Data listing
★ ★ ★ ★ ★ ★ ★

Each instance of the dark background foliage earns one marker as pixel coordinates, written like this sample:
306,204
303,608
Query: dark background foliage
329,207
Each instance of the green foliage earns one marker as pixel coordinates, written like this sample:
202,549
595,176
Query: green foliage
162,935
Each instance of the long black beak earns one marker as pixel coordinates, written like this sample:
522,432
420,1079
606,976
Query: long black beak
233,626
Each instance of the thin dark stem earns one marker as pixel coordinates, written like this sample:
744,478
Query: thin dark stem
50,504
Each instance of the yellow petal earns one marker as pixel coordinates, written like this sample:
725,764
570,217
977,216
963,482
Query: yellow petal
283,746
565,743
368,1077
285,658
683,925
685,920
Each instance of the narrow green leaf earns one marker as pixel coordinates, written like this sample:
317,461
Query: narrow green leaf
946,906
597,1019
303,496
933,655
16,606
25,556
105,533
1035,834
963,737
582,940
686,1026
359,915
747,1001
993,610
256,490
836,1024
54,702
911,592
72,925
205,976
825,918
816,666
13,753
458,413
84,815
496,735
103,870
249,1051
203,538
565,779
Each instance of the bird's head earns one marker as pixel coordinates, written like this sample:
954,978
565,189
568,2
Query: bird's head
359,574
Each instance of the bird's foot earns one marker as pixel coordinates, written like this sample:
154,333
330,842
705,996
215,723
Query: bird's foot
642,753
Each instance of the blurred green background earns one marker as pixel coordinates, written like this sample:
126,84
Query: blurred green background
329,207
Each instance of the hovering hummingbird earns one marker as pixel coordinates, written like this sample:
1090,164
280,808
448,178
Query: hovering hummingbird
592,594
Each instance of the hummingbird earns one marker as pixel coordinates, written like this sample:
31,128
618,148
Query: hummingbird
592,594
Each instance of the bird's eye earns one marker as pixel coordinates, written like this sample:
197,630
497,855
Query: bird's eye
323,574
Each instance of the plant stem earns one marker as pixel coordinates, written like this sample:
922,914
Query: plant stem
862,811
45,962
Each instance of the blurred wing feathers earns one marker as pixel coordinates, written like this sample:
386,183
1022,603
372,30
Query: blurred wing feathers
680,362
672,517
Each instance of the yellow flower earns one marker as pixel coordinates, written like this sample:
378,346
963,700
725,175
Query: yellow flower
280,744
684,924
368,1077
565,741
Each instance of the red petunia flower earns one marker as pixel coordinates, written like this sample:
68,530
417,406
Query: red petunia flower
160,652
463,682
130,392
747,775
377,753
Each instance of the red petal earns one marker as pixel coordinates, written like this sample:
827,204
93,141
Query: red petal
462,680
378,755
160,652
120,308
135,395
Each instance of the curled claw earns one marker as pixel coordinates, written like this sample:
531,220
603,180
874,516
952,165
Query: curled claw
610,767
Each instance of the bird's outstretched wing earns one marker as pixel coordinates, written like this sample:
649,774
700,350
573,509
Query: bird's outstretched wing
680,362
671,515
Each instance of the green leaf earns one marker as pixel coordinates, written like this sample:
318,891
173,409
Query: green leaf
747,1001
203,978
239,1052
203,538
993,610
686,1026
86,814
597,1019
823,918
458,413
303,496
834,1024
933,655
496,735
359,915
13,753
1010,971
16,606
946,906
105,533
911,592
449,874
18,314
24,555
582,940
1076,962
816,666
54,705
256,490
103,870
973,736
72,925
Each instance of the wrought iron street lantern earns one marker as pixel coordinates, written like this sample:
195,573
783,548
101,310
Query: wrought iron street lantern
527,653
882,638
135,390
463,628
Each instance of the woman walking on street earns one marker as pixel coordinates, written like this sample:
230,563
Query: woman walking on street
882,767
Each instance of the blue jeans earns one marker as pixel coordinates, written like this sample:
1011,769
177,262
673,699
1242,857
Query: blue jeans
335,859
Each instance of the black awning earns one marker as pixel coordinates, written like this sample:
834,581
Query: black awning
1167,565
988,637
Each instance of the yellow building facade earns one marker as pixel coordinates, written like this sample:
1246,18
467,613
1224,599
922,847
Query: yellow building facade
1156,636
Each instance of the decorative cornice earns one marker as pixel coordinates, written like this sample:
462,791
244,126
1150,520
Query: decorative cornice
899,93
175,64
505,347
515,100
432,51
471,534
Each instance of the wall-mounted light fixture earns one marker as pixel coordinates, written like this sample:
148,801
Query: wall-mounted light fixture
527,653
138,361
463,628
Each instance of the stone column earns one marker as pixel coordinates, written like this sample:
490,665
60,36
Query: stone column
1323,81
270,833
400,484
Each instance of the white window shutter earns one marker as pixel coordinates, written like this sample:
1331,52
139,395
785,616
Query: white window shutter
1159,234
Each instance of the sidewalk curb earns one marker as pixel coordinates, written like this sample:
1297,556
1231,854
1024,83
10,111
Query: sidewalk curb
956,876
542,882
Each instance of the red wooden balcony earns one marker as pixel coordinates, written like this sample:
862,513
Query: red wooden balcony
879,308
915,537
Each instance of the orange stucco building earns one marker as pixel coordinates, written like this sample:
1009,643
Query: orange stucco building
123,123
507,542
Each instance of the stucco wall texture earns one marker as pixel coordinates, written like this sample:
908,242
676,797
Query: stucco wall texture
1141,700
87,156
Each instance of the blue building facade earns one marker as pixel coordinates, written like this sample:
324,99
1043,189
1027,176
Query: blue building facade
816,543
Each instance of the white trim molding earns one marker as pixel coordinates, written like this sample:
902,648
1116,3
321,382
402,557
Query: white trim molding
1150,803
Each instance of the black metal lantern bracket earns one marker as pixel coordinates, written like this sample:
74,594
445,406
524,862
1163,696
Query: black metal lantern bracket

★ ★ ★ ★ ★ ★ ★

Render the records from the line containing "Each instance of the wall-mounted" through the last line as a JSON list of strings, one string per line, leaving out blank lines.

PROBLEM SOLUTION –
[
  "Each instance of the wall-mounted light fixture earns one marker as pixel coordinates, written like this sample:",
  "148,801",
  "Query: wall-mounted light fixture",
  "527,653",
  "138,361",
  "463,628",
  "Each instance of the stone column earns one marker as pixel coordinates, written like this sample:",
  "490,665",
  "60,36",
  "Query: stone column",
  "1323,81",
  "270,833",
  "400,484",
  "Each instance of the white window shutter earns one marker as pixel coordinates, written like this sample:",
  "1331,52",
  "139,395",
  "785,616",
  "Query: white window shutter",
  "1159,234",
  "Each instance of the sidewalk curb earns one marker as pixel coordinates, written like this sample:",
  "1297,556",
  "1231,854",
  "1024,83",
  "10,111",
  "Query: sidewalk curb",
  "956,876",
  "542,882",
  "Each instance of the red wooden balcony earns one marker as pixel coordinates, written like this sample:",
  "862,513",
  "Query: red wooden balcony",
  "879,308",
  "915,537",
  "Each instance of the orange stucco building earns one marker as pixel coordinates, written like this sample:",
  "1009,643",
  "Query: orange stucco building",
  "123,123",
  "507,542",
  "Each instance of the stucco wall texture earns one marker as pixel coordinates, written like this sample:",
  "908,242",
  "676,797",
  "Query: stucco wall texture",
  "1141,700",
  "87,156",
  "Each instance of the blue building facade earns one marker as pixel coordinates, written like this sample:",
  "324,99",
  "1043,189",
  "1027,176",
  "Query: blue building facade",
  "816,543",
  "Each instance of the white trim molding earns one marker as pixel coordinates, written like this sample:",
  "902,648",
  "1116,3",
  "321,382",
  "402,557",
  "Query: white trim molding",
  "1150,803",
  "Each instance of the black metal lantern bracket earns one marker as pixel coordinates, written like this sample:",
  "74,594",
  "445,406",
  "524,862",
  "1163,696",
  "Query: black metal lantern bracket"
]